• Source document:
— start —
He then ran down a string of recent hits developed by independent devs and studios: Balatro, Baldur’s Gate 3, Helldivers 2, Clair Obscur—even the venerable Minecraft, an archetypal indie superhit before Mojang was sold into the Microsoft stable.
I mean, by that definition he’s not wrong.
It’s just that the way that works is indie devs become big enough to either become whatever the hell triple A means or get bought by whatever the hell triple A is.
Magicka was an indie game, I really struggle to fit Helldivers 2, a Sony-published sequel to a Sony-published game, into that same bucket. Ditto for Larian. Divinity OS? Sure. Hasbro-backed multi-studio Baldur’s Gate 3 with its hundreds of millions of budget? Myeaaaaah, I don’t know.
I think the real question is how you keep the principles that make indie games interesting in play when the big money comes in. I’m all for an indie-driven industry, but I’m a touch more queasy about a world in which major publishers use tiny devs as a million monkeys with typewriters taking on all the risk and step in at the very end (sometimes post-release) to scoop up the few moneymakers.
It’s simple
Game I like = Indy
Game I don’t like = soulless committee designed AAA trash
And we can’t even take self-published as a factor, because pre-MS Bethesda would publish their own titles too. Skyrim can hardly be counted as indie.
— end —
Point placement records
— start —
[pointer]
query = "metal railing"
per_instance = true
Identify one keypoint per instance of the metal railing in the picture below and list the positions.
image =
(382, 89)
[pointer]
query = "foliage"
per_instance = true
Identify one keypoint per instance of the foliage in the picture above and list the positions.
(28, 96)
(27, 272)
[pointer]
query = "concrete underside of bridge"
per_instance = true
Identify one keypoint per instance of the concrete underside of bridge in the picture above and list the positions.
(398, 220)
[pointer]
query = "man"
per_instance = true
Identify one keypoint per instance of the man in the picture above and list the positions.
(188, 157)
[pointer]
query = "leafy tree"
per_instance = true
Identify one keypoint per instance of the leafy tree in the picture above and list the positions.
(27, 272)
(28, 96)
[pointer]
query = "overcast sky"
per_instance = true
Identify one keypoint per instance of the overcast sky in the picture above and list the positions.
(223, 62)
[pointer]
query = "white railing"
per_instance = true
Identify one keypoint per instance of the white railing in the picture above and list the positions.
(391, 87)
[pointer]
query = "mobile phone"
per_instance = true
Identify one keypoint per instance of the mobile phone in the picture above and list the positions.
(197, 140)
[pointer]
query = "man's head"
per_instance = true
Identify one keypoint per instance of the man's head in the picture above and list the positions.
— end —
— start —
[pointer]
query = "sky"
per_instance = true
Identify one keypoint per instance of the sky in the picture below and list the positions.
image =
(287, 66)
— end —
— start —
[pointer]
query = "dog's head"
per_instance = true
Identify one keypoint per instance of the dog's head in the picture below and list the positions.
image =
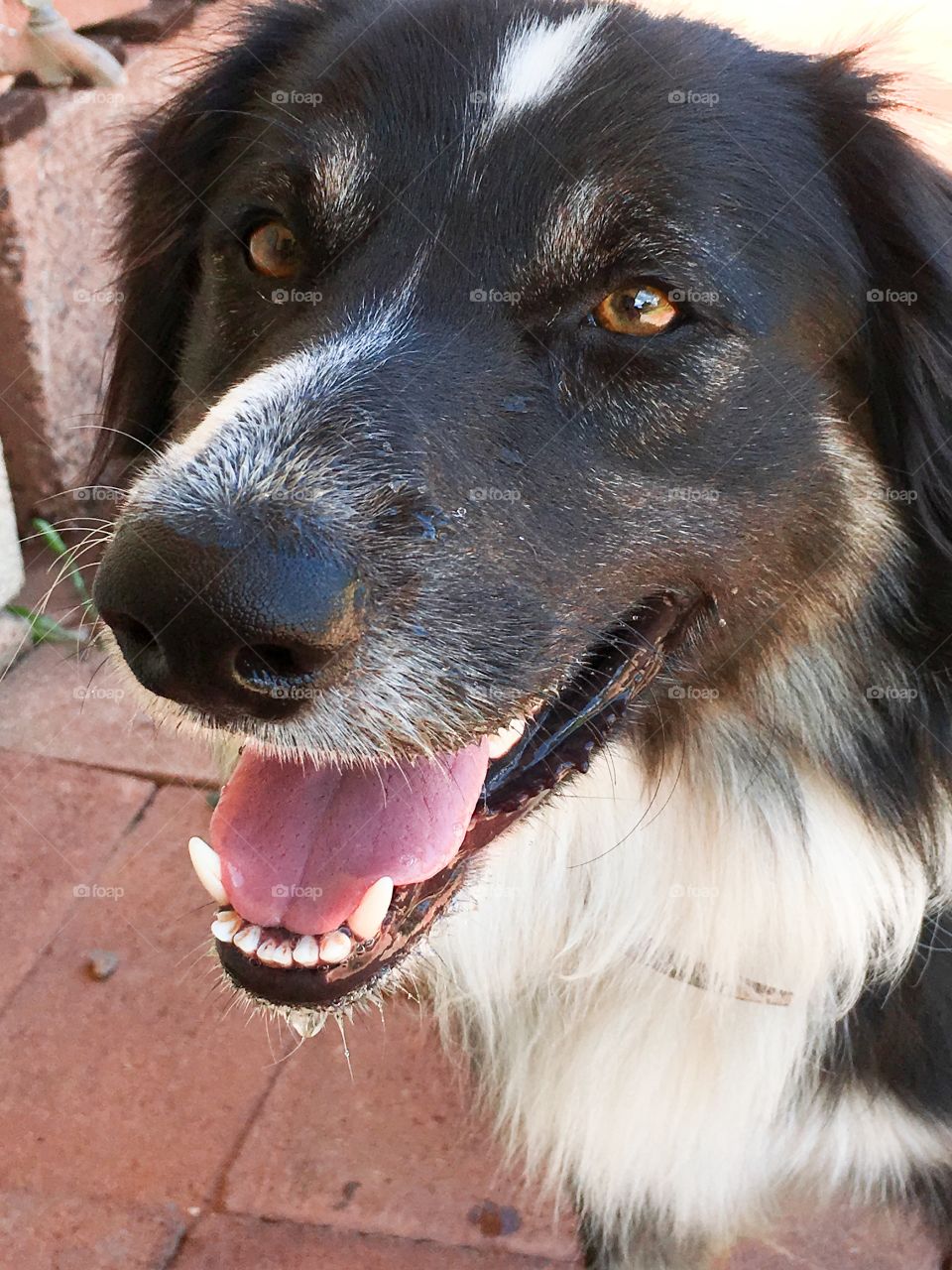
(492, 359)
— end —
• Exercise tasks:
1. In the discussion of indie games, which company bought Mojang?
2. Extend the discussion of indie games from where it stops.

• Expected responses:
1. Microsoft

2.
If being self-published were the only metric, many Nintendo games would be indie. So clearly that’s not a good definition to use.
And Valve, for that matter.
I guess we can just have games we like and games we don’t, and not have to classify them either way… The line is way too blurry. It’s a feel rather than a metric.
I wouldn’t for a second describe BG3 as anything other than AAA. But something like It Takes Two has a very indie game feel even though it’s put out by EA.
Thinking about it further, since it means “independent,” I would consider any game where the devs had an idea for a game and made that game without corporate meddling compromising their vision to be considered “indie,” and if that includes some games by big studios like Valve or Nintendo, then so be it. It’s a huge deal to be able to make a game like that nowadays, regardless of how much funding they had. There can be “small indie” and “large indie” games.
Ironically that probably brings in some of the most expensive games ever made, like Red Dead Redemption 2, The Last of Us Part 2 and Cyberpunk 2077. If Star Citizen ever gets finished, count that too.
RDR2 especially is an unapologetically slow paced cowboy sim, rather than the Grand Theft Horse everyone seemed to be expecting. Big games by big studios, left alone to do what their bosses know they can do.
I think a further distinction should be made when a game has hundreds of devs. When you get that big, most people become cogs in a machine, which is pretty corporate. Definitely requires more fine-tuning to get a good definition going, but “small indie” at least seems to cover what most people currently just call “indie.” at least.
It often boils down to that, sadly, and it’s gotten to the point where I just don’t like using either term anymore.
After People insisted that Sony backed Palworld was an indy. I knew the term had lost all meaning.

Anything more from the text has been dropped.